- **Record extracts**:
============

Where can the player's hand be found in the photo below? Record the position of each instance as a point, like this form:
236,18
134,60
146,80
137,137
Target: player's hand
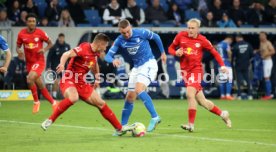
3,69
116,63
41,51
179,52
223,69
164,58
60,68
20,52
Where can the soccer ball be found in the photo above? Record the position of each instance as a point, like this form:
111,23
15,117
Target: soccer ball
139,130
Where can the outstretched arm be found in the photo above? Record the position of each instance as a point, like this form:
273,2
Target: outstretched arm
65,56
113,50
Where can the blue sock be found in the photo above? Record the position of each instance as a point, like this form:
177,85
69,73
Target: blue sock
222,89
267,87
126,112
148,103
228,88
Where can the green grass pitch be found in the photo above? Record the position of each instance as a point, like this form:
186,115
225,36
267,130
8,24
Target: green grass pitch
82,129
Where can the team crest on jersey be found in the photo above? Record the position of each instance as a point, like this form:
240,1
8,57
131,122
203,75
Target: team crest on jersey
36,39
133,50
197,45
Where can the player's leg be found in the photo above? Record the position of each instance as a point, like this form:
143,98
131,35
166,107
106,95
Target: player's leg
128,106
239,82
95,100
248,82
70,97
192,106
130,97
31,77
146,74
209,105
45,92
267,65
229,84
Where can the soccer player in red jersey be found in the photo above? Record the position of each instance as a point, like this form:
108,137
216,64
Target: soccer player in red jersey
74,84
32,39
190,46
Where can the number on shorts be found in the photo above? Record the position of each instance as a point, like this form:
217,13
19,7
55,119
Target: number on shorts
35,66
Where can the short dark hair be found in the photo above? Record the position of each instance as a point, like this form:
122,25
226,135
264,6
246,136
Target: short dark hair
101,37
123,23
31,15
61,34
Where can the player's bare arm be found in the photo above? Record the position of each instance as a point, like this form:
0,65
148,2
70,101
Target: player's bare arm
43,50
116,63
164,57
7,62
96,71
65,56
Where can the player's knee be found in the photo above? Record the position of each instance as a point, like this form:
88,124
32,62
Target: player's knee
190,96
73,98
130,96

============

- **Directions**: From the first line of the records through the line containing "Where can the soccer ball", please output exactly those lines and nothing more, leaving out the pictures.

- **Answer space**:
Where can the player's hand be found in the photo below? Record the position of each instance as a point, like this form:
236,18
134,60
146,80
137,137
Target: player's hand
3,69
116,63
41,51
179,52
223,69
164,58
60,68
20,52
Where can the soccer ball be found in the photo above? Record the position of each instance as a point, like this form:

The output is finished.